◆ The task ◆
Starting at the line that contains "Target: plain wall", repeat each line exactly through the last line of the listing, and repeat nothing else.

◆ Stored data ◆

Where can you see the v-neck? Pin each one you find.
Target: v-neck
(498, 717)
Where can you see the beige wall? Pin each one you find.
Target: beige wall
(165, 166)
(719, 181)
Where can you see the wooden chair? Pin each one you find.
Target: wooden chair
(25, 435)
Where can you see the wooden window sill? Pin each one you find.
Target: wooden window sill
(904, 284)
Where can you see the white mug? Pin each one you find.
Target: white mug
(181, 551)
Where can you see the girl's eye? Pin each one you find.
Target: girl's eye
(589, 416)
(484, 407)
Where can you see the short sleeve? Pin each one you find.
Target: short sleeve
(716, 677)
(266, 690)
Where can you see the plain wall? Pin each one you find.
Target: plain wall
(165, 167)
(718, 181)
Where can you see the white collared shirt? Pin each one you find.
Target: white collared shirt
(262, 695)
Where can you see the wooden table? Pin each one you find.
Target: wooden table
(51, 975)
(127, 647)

◆ Solution below ◆
Target: plain wall
(165, 167)
(718, 181)
Where can you see the white collared shirt? Pin each one you find.
Target: white collared shirt
(262, 695)
Where can you see the wooden table? Pin each one you find.
Target: wooden table
(51, 975)
(127, 647)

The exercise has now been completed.